▸ **STATED EXERCISE**
Reproduce the part of the passage below on Snowflake and ClickHouse load times that begins at the words "The above does" and stops after "scheduling is non-deterministic.".

Snowflake exhibits linear improvements in load time to the number of vCPUs. This means the total cost to the user remains constant, i.e. a 4X-LARGE warehouse is twice the cost of a 2X-LARGE, but the load time is half. The user can, in turn, make the warehouse idle on completion, incurring the same total charge. ClickHouse Cloud’s new feature, SharedMergeTree, also ensures insert performance scales linearly with resources. While the above benchmark test results use the ClickHouse standard MergeTree, due to when these benchmarks were conducted, examples of results demonstrating linear scalability for SharedMergeTree with this dataset can be found here.
The above does not include any clustering time for Snowflake. Clustering, as shown below, is required for query performance to be competitive with ClickHouse. However, if clustering times are included in the comparison, Snowflake insert times become significantly higher than ClickHouse - this is challenging to measure precisely, as clustering is asynchronous, and its scheduling is non-deterministic.

Further observations from this test can be found here.

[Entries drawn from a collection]
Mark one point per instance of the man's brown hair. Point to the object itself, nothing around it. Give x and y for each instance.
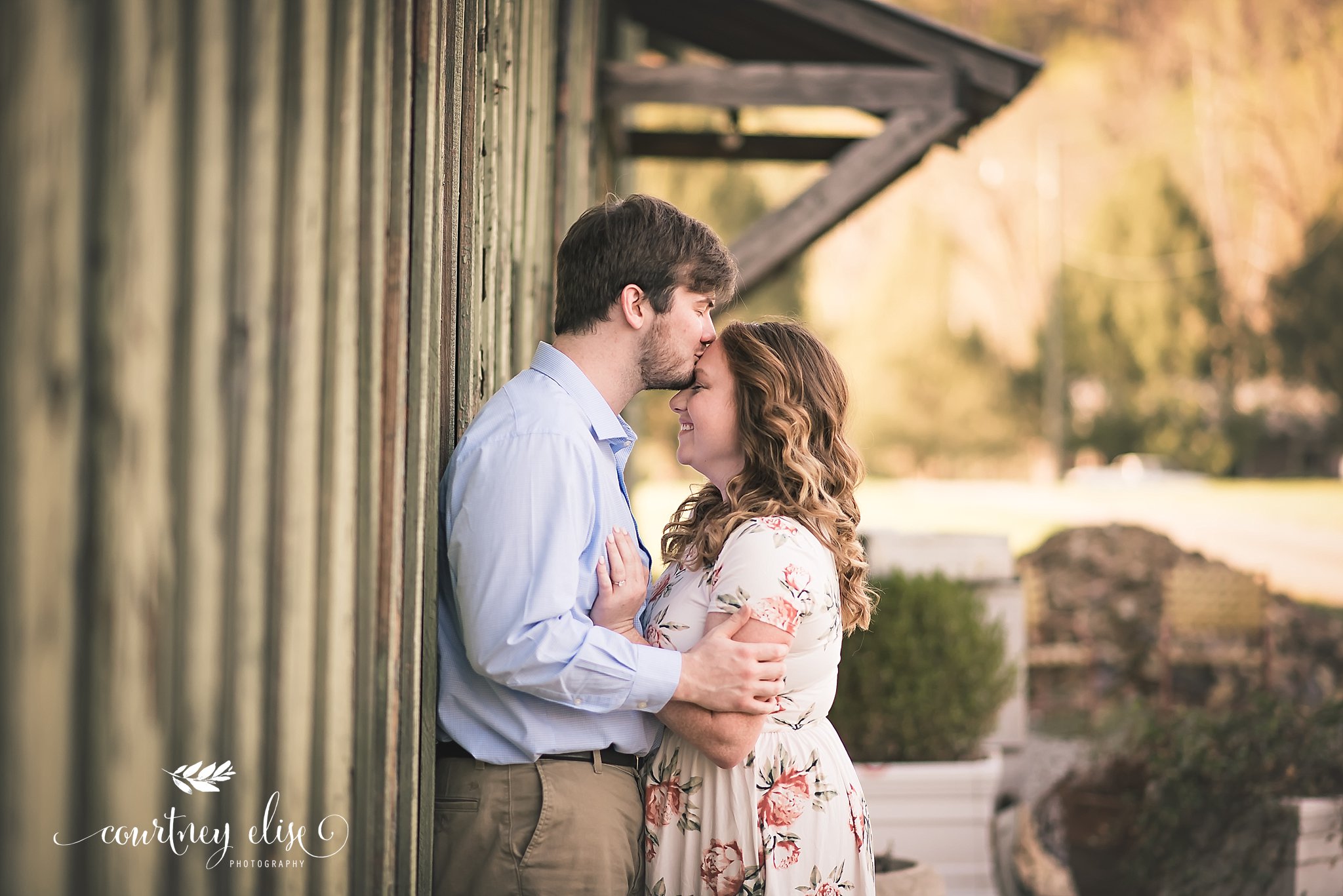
(641, 241)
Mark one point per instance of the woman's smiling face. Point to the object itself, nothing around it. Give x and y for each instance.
(710, 440)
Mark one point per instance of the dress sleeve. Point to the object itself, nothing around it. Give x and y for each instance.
(765, 564)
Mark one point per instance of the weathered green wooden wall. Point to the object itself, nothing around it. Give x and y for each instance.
(260, 265)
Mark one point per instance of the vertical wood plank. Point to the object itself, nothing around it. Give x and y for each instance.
(415, 819)
(393, 433)
(199, 421)
(128, 540)
(457, 156)
(528, 58)
(582, 41)
(488, 216)
(298, 327)
(469, 382)
(375, 190)
(543, 176)
(504, 97)
(332, 766)
(42, 284)
(250, 387)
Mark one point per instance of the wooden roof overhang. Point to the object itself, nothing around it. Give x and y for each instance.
(929, 83)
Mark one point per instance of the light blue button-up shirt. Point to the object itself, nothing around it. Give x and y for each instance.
(529, 496)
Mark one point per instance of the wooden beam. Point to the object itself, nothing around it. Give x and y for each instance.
(779, 84)
(668, 144)
(856, 175)
(999, 70)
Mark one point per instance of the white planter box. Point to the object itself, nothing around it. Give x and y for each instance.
(986, 562)
(938, 813)
(1319, 848)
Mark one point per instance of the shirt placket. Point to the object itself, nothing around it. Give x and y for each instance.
(621, 449)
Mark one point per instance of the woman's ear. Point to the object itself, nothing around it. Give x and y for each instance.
(634, 307)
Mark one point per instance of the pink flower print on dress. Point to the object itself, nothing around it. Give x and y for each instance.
(795, 577)
(779, 613)
(662, 802)
(786, 853)
(653, 634)
(785, 801)
(721, 870)
(857, 817)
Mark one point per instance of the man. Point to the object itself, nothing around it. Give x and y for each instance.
(543, 715)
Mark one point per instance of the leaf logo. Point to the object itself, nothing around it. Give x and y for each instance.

▸ **PROBLEM SOLUTION**
The above does not include any clustering time for Snowflake. Clustering, as shown below, is required for query performance to be competitive with ClickHouse. However, if clustering times are included in the comparison, Snowflake insert times become significantly higher than ClickHouse - this is challenging to measure precisely, as clustering is asynchronous, and its scheduling is non-deterministic.